REQUIREMENT —
Copy exactly every line below, from the first through the one that contains "[locate] white gravel", and skip all pictures.

DATA TO USE START

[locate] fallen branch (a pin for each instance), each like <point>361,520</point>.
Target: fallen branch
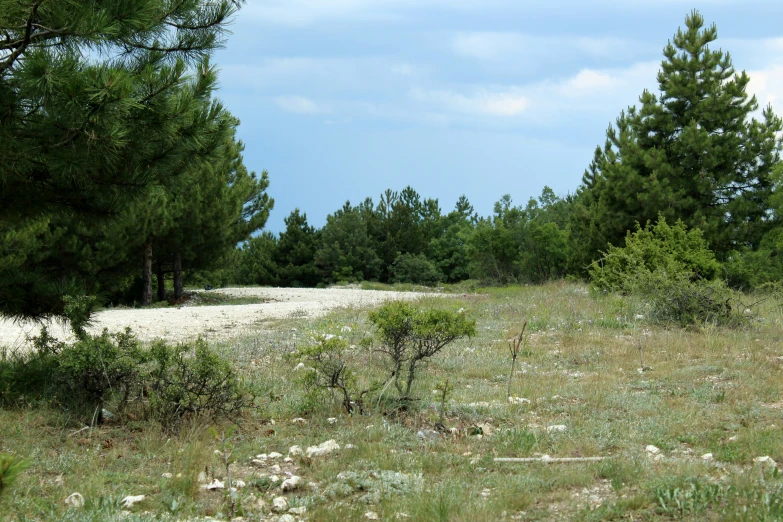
<point>546,459</point>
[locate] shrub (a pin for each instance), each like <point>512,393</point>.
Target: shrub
<point>10,468</point>
<point>669,249</point>
<point>182,380</point>
<point>329,368</point>
<point>416,269</point>
<point>97,368</point>
<point>189,380</point>
<point>672,271</point>
<point>675,297</point>
<point>409,336</point>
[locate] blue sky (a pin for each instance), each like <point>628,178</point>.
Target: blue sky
<point>342,99</point>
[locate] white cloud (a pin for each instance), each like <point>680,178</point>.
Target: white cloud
<point>482,102</point>
<point>307,12</point>
<point>298,105</point>
<point>504,46</point>
<point>767,85</point>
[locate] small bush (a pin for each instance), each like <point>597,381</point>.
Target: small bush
<point>659,247</point>
<point>671,270</point>
<point>416,269</point>
<point>677,298</point>
<point>96,369</point>
<point>409,336</point>
<point>189,380</point>
<point>330,371</point>
<point>10,468</point>
<point>111,369</point>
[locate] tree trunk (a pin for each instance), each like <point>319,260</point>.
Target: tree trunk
<point>161,282</point>
<point>146,293</point>
<point>177,276</point>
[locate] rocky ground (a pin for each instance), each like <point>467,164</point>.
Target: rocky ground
<point>187,321</point>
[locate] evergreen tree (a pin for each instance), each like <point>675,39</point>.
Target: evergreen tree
<point>295,252</point>
<point>100,103</point>
<point>345,252</point>
<point>693,152</point>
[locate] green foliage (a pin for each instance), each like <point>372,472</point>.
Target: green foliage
<point>10,468</point>
<point>97,368</point>
<point>190,380</point>
<point>659,247</point>
<point>327,358</point>
<point>113,369</point>
<point>345,253</point>
<point>410,336</point>
<point>693,152</point>
<point>677,297</point>
<point>416,269</point>
<point>672,271</point>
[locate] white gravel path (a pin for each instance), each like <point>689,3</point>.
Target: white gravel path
<point>188,322</point>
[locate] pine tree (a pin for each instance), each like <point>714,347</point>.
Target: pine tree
<point>693,152</point>
<point>101,101</point>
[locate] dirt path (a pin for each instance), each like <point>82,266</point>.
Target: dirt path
<point>188,322</point>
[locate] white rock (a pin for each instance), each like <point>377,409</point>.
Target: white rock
<point>291,483</point>
<point>322,449</point>
<point>215,484</point>
<point>131,499</point>
<point>295,451</point>
<point>75,500</point>
<point>765,460</point>
<point>279,504</point>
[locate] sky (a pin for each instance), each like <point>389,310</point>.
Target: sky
<point>341,99</point>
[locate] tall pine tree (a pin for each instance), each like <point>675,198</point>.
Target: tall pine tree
<point>692,152</point>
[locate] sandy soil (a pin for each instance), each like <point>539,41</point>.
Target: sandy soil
<point>188,322</point>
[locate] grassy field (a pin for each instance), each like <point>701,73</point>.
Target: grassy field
<point>600,381</point>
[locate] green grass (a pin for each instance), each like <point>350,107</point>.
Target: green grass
<point>710,390</point>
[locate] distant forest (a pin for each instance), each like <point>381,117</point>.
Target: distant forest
<point>122,178</point>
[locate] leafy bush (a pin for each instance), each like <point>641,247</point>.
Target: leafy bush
<point>330,371</point>
<point>110,369</point>
<point>187,380</point>
<point>675,297</point>
<point>409,336</point>
<point>669,249</point>
<point>416,269</point>
<point>96,368</point>
<point>672,271</point>
<point>10,468</point>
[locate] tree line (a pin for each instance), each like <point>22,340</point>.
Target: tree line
<point>122,175</point>
<point>697,151</point>
<point>119,166</point>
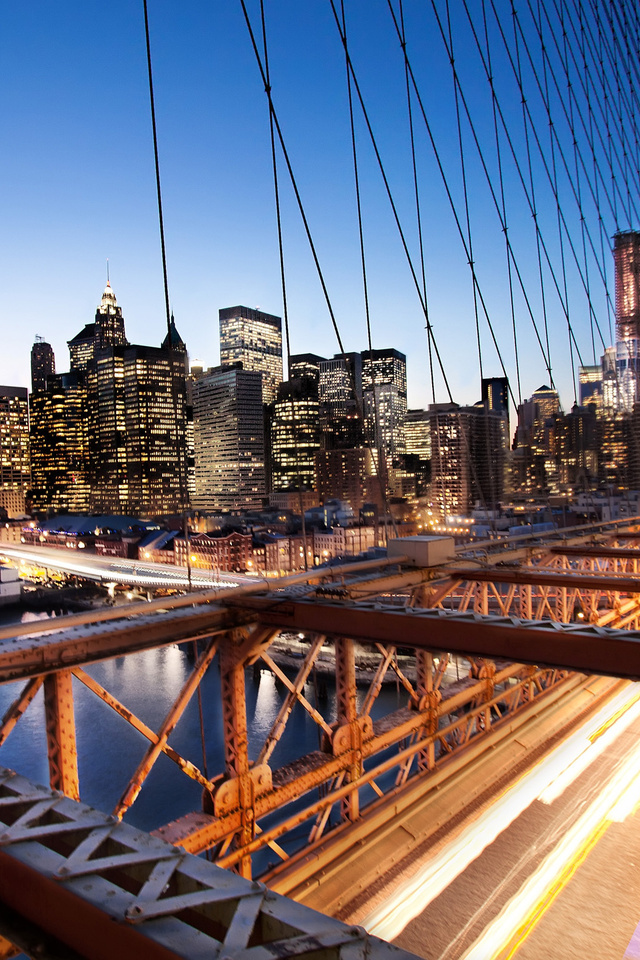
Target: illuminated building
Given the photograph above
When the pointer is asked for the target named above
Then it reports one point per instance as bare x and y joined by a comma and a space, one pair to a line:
59, 445
135, 417
626, 258
43, 364
384, 397
295, 435
345, 473
254, 339
14, 447
591, 386
107, 330
417, 434
305, 365
228, 432
467, 458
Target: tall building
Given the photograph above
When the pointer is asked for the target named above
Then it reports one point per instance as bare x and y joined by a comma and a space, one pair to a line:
14, 448
626, 259
467, 457
109, 436
43, 364
295, 435
384, 396
59, 445
254, 339
228, 439
305, 365
340, 393
107, 330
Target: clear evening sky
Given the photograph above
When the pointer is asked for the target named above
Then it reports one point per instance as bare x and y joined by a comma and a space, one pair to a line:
77, 184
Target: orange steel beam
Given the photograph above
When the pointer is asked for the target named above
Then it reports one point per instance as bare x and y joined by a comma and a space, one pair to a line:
61, 734
551, 578
596, 550
568, 646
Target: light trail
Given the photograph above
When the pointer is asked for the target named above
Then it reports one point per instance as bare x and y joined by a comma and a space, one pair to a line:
412, 897
518, 917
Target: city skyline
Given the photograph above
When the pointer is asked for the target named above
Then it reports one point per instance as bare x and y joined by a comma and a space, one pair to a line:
79, 188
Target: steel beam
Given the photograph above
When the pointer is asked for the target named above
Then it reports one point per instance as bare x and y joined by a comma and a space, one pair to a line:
61, 734
106, 889
535, 576
588, 649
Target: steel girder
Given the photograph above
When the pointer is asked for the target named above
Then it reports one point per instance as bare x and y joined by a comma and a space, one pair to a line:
104, 889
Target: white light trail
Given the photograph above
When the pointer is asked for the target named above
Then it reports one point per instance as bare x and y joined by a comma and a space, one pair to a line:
518, 916
415, 894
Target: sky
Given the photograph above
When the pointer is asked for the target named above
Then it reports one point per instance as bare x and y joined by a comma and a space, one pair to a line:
77, 181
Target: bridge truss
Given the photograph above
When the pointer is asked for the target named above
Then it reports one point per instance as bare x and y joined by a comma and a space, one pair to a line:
524, 620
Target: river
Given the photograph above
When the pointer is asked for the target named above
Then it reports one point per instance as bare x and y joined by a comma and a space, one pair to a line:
109, 749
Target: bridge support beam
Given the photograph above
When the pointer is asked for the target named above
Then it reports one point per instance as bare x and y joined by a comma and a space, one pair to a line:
347, 710
236, 754
61, 734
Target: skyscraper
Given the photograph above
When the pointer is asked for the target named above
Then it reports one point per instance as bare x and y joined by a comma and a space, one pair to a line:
134, 420
14, 448
295, 435
59, 445
228, 431
43, 364
254, 339
626, 258
384, 395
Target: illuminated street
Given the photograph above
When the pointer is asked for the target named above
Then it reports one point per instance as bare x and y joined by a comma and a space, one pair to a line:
513, 882
137, 573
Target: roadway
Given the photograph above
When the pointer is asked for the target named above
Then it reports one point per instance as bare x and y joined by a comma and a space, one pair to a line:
548, 868
137, 573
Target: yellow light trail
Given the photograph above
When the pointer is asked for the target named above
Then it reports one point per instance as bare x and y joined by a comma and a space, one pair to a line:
514, 923
412, 897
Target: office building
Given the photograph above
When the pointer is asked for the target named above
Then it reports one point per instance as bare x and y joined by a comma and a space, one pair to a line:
107, 330
384, 397
467, 458
59, 445
254, 339
228, 432
14, 446
305, 365
295, 435
43, 364
133, 406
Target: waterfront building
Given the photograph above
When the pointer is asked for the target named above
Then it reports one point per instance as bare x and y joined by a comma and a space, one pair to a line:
467, 458
295, 436
14, 447
254, 339
228, 431
43, 364
384, 397
59, 445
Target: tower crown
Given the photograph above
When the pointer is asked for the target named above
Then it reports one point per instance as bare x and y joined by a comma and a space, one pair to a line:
108, 300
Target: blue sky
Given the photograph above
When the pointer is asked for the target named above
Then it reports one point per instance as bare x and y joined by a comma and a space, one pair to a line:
77, 184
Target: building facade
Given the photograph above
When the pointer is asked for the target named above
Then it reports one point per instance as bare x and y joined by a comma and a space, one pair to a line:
228, 431
14, 446
254, 339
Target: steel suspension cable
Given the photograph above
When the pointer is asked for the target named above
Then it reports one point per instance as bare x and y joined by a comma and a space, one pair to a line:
416, 193
503, 203
465, 192
285, 310
381, 470
182, 480
385, 181
445, 182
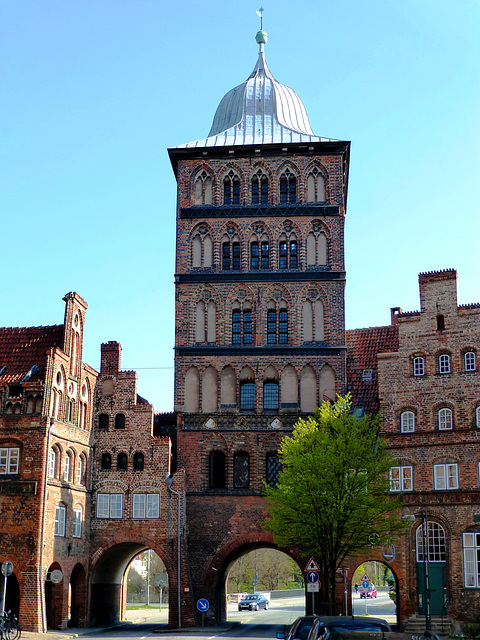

DATA TO USE END

RESPONSE —
[locate] fallen branch (a pin for each instance), each like <point>361,520</point>.
Target: fallen branch
<point>546,459</point>
[locate] shrub (a pin for each instance), each like <point>512,393</point>.
Target: shrub
<point>10,468</point>
<point>669,249</point>
<point>182,380</point>
<point>329,368</point>
<point>416,269</point>
<point>97,368</point>
<point>189,380</point>
<point>672,271</point>
<point>675,297</point>
<point>409,336</point>
[locate] blue sky (a pin for each instance), each like <point>628,178</point>.
Target: blue sky
<point>342,99</point>
[locate] white cloud (a pin for each instance), each like <point>680,178</point>.
Target: white cloud
<point>482,102</point>
<point>307,12</point>
<point>298,105</point>
<point>504,46</point>
<point>767,85</point>
[locate] small bush (a pin for each instance), each like <point>597,381</point>.
Target: small bush
<point>659,247</point>
<point>671,270</point>
<point>416,269</point>
<point>677,298</point>
<point>96,369</point>
<point>409,336</point>
<point>189,380</point>
<point>330,371</point>
<point>10,468</point>
<point>111,369</point>
[locate] tree trunk (a pin for each instance), each like <point>319,260</point>.
Target: tree trunk
<point>161,282</point>
<point>146,293</point>
<point>177,276</point>
[locate] rocky ground (a pin for each instance), each like <point>467,164</point>.
Target: rocky ground
<point>187,321</point>
[locate] evergreen tree (a pin for each instance), each like <point>675,39</point>.
Target: evergreen tree
<point>295,252</point>
<point>100,103</point>
<point>345,252</point>
<point>693,152</point>
[locate] green foliage (a pin for each instance), each like <point>372,472</point>.
Target: green foliage
<point>10,468</point>
<point>97,368</point>
<point>190,380</point>
<point>659,247</point>
<point>327,358</point>
<point>113,369</point>
<point>345,253</point>
<point>410,336</point>
<point>693,152</point>
<point>677,297</point>
<point>416,269</point>
<point>672,271</point>
[locate] white gravel path (a pin for each instance), each like <point>689,3</point>.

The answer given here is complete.